━━━ Material for the task

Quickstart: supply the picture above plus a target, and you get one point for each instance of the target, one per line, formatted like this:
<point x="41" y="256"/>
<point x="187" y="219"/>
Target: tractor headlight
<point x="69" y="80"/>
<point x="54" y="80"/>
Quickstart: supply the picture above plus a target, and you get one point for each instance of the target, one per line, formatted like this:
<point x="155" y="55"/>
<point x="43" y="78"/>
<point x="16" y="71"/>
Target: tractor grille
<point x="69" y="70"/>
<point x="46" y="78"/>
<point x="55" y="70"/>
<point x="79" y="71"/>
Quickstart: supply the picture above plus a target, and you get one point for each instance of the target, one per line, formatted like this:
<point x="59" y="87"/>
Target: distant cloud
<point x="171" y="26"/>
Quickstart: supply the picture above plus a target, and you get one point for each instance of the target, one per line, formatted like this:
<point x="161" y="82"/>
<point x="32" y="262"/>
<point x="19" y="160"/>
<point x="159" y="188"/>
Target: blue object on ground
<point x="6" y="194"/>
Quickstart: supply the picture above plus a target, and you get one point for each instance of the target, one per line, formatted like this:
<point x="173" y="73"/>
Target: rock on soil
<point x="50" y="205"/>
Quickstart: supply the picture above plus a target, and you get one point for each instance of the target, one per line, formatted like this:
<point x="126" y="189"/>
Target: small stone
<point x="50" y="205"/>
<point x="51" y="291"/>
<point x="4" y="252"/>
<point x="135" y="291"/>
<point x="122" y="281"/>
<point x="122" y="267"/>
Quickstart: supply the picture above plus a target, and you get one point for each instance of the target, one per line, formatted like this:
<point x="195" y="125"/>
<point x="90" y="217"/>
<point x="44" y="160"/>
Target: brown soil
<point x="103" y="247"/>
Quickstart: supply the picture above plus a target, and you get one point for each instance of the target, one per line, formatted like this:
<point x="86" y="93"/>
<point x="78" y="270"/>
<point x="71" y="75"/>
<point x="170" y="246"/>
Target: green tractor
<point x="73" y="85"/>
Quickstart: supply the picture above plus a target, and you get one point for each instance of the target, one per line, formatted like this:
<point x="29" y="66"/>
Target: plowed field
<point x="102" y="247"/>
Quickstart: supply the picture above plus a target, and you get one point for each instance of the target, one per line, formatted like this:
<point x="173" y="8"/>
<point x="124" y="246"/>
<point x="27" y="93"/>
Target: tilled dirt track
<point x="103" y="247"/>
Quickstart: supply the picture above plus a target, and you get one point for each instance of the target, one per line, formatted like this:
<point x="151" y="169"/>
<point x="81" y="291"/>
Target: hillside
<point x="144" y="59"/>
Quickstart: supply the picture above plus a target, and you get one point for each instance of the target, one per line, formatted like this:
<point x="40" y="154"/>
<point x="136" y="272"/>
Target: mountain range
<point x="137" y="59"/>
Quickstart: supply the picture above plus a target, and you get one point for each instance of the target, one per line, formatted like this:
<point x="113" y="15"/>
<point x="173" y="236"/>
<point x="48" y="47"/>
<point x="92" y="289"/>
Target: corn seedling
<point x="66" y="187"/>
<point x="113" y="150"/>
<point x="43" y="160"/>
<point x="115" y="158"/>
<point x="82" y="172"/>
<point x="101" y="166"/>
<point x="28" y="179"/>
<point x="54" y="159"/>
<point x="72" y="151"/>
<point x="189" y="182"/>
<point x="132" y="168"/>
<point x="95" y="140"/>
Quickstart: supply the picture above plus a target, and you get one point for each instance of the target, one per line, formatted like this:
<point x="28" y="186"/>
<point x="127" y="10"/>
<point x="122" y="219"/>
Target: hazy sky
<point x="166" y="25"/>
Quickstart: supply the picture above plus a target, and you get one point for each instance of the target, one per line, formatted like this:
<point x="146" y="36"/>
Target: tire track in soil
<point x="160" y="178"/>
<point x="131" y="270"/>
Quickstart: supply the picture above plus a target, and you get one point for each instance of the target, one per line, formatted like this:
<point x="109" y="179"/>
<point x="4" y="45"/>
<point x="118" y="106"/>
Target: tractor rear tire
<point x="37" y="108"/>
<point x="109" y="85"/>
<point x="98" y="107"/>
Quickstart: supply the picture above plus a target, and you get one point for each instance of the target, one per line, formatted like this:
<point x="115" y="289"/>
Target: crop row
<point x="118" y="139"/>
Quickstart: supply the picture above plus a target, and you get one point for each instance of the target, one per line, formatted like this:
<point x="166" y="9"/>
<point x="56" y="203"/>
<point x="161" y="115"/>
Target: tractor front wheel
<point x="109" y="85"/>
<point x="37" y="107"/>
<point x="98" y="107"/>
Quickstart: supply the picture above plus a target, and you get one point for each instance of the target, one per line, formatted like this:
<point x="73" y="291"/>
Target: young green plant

━━━━━━

Exercise details:
Extract each entry in full, exactly as given.

Solution for this task:
Quickstart: supply the picture above plus a target, and you get one point for each instance of the target, one per line, formatted like this:
<point x="41" y="256"/>
<point x="187" y="219"/>
Target: tractor headlight
<point x="69" y="80"/>
<point x="54" y="80"/>
Quickstart: supply the picture above plus a target, and you get one point for each instance of the target, one per line, formatted like this:
<point x="155" y="55"/>
<point x="43" y="78"/>
<point x="16" y="71"/>
Target: tractor grille
<point x="69" y="70"/>
<point x="46" y="78"/>
<point x="55" y="70"/>
<point x="79" y="71"/>
Quickstart: supply the picture above plus a target, and you get one point for each instance of the target, one per line, formatted like this:
<point x="59" y="87"/>
Target: distant cloud
<point x="171" y="26"/>
Quickstart: supply the picture above plus a target, and you get one point for each instance of the target, one per line, formatted like this:
<point x="161" y="82"/>
<point x="32" y="262"/>
<point x="19" y="160"/>
<point x="159" y="188"/>
Target: blue object on ground
<point x="6" y="194"/>
Quickstart: supply the picture above plus a target, and you get one point for each instance of the target, one per line, formatted like this:
<point x="173" y="73"/>
Target: rock on soil
<point x="50" y="205"/>
Quickstart: supply the picture above plus a target, and you get one point for each instance of the target, one per line, formatted like this:
<point x="126" y="189"/>
Target: small stone
<point x="50" y="205"/>
<point x="51" y="291"/>
<point x="4" y="252"/>
<point x="135" y="291"/>
<point x="122" y="281"/>
<point x="122" y="267"/>
Quickstart: supply the picture above plus a target, and you get one point for each instance of the target, one per line, formatted like this:
<point x="195" y="125"/>
<point x="90" y="217"/>
<point x="44" y="160"/>
Target: brown soil
<point x="103" y="247"/>
Quickstart: supply the picture above plus a target, and you get one point for each instance of the target, one per line, formatted like this:
<point x="86" y="93"/>
<point x="78" y="270"/>
<point x="71" y="75"/>
<point x="170" y="246"/>
Target: green tractor
<point x="73" y="85"/>
Quickstart: supply the picture above plus a target, and you get one point for each instance of the target, one per line, formatted like this:
<point x="29" y="66"/>
Target: plowed field
<point x="102" y="247"/>
Quickstart: supply the picture above plus a target, and you get one point for each instance of the target, one per line, formatted like this:
<point x="173" y="8"/>
<point x="124" y="246"/>
<point x="27" y="93"/>
Target: tilled dirt track
<point x="103" y="247"/>
Quickstart: supply the picture above plus a target, and you get one point for each instance of the target, one per line, formatted like this:
<point x="151" y="169"/>
<point x="81" y="291"/>
Target: hillside
<point x="144" y="59"/>
Quickstart: supply the picture above plus a target, and you get one point for each instance of the target, one per line, formatted like this:
<point x="40" y="154"/>
<point x="136" y="272"/>
Target: mountain range
<point x="137" y="59"/>
Quickstart: supply the picture above plus a target, and you get one point for each instance of the target, one per line, formatted like this:
<point x="113" y="15"/>
<point x="173" y="236"/>
<point x="48" y="47"/>
<point x="92" y="289"/>
Target: corn seedling
<point x="66" y="187"/>
<point x="113" y="150"/>
<point x="43" y="160"/>
<point x="115" y="158"/>
<point x="82" y="172"/>
<point x="101" y="166"/>
<point x="28" y="179"/>
<point x="54" y="159"/>
<point x="72" y="151"/>
<point x="189" y="182"/>
<point x="132" y="168"/>
<point x="95" y="140"/>
Quickstart: supply the picture above plus a target, and you get one point for each instance of the target, one per line, formatted like this:
<point x="28" y="186"/>
<point x="127" y="10"/>
<point x="122" y="219"/>
Target: hazy sky
<point x="166" y="25"/>
Quickstart: supply the picture above plus a target, and you get one point for each instance of the target, one per line, formatted like this:
<point x="146" y="36"/>
Target: tire track in soil
<point x="160" y="178"/>
<point x="131" y="270"/>
Quickstart: supply the picture above plus a target, and you get one point for each instance of the target, one per line, formatted like this:
<point x="109" y="179"/>
<point x="4" y="45"/>
<point x="118" y="106"/>
Target: tractor rear tire
<point x="37" y="108"/>
<point x="109" y="85"/>
<point x="98" y="107"/>
Quickstart: supply the picture above plus a target, and you get one point for each instance of the target, one per line, formatted like this:
<point x="115" y="289"/>
Target: crop row
<point x="118" y="139"/>
Quickstart: supply the picture above plus a target, and you get one point for each instance of the target, one per line, formatted like this:
<point x="166" y="9"/>
<point x="56" y="203"/>
<point x="161" y="115"/>
Target: tractor front wheel
<point x="109" y="85"/>
<point x="37" y="107"/>
<point x="98" y="107"/>
Quickstart: supply the picture above plus a target, and you get one point for each instance of the target, one per line, formatted like this:
<point x="73" y="291"/>
Target: young green plant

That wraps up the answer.